(Saved data entries)
+ + +

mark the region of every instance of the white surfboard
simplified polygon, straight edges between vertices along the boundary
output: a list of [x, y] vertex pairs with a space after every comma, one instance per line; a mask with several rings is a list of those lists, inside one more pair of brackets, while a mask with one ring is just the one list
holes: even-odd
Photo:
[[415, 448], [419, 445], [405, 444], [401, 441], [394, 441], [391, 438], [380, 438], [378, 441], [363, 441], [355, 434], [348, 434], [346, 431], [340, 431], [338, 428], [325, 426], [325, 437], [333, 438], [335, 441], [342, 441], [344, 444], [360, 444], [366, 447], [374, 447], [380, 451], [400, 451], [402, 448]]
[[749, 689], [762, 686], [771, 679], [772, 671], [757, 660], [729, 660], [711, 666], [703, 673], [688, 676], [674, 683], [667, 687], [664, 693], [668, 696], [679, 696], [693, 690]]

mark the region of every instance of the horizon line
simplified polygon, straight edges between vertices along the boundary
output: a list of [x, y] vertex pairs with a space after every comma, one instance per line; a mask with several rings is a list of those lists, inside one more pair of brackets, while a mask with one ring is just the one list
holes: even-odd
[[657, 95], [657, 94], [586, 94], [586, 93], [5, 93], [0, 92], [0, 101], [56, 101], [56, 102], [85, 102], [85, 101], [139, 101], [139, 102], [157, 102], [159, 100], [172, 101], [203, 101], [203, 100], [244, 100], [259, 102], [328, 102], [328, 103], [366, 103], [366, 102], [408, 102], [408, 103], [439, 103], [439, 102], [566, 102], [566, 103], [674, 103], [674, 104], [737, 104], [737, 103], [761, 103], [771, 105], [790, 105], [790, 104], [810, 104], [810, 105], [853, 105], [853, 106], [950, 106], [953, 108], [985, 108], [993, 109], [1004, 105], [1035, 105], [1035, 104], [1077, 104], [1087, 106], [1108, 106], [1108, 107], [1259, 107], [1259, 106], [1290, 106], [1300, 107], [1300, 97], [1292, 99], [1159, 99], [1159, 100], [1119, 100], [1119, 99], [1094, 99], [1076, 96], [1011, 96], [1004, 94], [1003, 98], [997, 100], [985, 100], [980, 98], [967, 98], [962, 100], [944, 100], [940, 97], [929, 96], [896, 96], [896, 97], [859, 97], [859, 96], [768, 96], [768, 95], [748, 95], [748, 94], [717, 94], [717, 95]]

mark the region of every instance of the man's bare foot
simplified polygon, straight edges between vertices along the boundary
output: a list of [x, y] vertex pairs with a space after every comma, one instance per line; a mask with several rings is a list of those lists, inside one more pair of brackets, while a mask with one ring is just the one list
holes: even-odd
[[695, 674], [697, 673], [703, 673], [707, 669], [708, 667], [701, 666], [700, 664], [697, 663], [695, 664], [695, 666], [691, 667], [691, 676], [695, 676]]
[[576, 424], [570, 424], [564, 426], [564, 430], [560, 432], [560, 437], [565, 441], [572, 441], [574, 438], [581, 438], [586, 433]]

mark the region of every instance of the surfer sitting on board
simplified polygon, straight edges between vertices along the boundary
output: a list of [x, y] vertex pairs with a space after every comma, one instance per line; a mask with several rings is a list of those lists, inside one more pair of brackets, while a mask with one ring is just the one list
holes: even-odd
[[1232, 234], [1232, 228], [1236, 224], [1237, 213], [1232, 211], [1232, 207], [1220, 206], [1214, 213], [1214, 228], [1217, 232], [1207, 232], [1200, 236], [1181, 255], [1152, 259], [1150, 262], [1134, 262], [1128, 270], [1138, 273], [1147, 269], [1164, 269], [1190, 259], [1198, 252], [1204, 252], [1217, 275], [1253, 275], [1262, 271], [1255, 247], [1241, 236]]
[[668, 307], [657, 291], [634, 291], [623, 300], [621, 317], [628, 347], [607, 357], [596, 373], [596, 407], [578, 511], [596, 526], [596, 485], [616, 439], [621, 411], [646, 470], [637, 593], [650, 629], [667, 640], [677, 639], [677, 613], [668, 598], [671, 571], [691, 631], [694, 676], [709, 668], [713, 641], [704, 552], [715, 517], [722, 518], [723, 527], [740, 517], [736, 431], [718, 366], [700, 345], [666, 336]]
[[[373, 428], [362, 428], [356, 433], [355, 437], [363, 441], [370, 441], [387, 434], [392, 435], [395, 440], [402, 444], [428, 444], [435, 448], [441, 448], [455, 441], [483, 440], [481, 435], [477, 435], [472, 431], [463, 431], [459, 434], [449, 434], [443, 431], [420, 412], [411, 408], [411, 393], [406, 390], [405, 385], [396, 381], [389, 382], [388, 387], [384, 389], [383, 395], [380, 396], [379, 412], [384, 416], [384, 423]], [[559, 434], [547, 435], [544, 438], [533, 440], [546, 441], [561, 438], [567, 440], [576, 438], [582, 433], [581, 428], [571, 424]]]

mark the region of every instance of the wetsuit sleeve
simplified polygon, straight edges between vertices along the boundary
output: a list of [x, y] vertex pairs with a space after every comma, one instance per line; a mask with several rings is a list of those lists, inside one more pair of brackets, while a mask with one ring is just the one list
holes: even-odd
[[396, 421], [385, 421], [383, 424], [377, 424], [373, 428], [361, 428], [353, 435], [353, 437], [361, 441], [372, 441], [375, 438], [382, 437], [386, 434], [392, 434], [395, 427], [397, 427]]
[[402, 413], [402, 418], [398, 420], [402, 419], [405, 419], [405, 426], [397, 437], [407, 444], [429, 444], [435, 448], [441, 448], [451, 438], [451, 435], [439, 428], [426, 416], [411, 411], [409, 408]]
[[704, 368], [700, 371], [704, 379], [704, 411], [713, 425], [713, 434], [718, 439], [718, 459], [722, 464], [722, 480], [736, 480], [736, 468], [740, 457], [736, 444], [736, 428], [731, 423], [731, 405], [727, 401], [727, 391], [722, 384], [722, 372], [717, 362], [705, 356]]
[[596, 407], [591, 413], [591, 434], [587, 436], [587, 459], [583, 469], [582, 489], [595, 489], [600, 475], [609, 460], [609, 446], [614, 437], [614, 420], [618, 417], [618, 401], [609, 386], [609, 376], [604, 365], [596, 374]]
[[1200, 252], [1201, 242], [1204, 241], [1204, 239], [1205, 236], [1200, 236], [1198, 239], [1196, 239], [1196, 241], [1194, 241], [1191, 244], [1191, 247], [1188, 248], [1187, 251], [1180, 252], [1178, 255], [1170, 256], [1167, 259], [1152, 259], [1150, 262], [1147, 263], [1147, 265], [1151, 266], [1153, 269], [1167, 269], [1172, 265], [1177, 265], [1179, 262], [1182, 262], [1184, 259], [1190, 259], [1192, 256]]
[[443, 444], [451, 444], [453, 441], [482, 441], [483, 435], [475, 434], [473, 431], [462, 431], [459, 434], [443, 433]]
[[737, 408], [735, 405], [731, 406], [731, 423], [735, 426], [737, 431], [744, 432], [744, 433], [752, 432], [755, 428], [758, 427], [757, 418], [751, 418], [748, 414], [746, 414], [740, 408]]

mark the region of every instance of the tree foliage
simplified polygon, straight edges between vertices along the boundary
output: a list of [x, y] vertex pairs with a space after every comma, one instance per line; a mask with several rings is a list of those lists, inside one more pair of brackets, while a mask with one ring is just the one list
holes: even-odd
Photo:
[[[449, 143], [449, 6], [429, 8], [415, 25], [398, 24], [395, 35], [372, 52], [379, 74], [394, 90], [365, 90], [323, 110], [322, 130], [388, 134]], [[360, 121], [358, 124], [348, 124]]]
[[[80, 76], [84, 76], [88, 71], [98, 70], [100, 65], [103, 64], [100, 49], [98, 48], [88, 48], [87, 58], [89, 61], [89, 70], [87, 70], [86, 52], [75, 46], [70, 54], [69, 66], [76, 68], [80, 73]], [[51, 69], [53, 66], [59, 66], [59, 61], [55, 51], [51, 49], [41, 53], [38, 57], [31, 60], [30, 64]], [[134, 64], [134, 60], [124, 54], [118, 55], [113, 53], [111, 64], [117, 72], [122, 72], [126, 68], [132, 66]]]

+ + +

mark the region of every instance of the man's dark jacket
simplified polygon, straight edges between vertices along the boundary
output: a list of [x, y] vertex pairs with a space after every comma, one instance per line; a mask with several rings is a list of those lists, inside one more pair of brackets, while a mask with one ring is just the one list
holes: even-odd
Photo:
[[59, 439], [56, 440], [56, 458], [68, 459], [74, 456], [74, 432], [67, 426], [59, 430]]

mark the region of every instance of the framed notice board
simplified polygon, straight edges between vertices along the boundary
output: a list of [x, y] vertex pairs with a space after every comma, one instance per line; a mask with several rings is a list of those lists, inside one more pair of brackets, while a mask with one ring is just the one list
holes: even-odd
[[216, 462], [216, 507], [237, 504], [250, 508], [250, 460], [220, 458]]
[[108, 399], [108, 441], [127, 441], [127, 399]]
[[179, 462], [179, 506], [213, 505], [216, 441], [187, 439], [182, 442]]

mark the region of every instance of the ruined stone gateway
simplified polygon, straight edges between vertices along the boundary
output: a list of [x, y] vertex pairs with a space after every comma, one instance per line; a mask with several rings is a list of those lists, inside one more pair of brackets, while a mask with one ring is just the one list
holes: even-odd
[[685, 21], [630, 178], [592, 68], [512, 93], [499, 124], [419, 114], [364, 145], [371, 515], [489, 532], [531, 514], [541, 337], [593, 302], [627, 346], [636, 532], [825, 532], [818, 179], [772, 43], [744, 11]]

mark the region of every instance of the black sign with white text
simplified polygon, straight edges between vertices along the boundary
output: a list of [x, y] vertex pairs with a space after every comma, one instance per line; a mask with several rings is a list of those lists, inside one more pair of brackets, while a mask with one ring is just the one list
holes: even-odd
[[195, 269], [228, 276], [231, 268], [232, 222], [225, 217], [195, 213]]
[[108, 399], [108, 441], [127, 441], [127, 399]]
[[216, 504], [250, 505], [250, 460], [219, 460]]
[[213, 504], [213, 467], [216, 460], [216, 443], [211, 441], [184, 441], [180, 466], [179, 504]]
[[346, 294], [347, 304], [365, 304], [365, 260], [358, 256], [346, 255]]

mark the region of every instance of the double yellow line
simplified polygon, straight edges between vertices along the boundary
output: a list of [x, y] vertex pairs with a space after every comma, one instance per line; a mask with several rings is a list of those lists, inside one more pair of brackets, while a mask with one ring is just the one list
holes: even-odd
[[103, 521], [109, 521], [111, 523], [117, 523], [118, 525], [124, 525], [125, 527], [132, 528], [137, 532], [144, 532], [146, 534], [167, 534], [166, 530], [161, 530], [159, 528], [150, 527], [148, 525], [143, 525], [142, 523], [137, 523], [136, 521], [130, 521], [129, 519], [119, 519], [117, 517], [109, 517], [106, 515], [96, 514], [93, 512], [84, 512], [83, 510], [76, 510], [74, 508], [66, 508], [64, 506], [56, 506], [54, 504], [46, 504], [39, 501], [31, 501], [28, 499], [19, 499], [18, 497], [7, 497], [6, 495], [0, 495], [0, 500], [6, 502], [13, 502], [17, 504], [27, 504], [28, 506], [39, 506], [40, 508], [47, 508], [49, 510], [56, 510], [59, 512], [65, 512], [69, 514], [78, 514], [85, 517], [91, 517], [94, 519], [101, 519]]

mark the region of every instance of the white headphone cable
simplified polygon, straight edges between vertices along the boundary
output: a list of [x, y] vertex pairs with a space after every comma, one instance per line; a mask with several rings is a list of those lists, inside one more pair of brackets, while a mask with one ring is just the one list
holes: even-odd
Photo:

+ + +

§ The problem: Find every line in the records above that contains the word "white", and copy each one.

§ Exercise output:
mark the region of every instance of the white surfboard
mark the region of every instance of the black sign with white text
mark the region of every instance of the white headphone cable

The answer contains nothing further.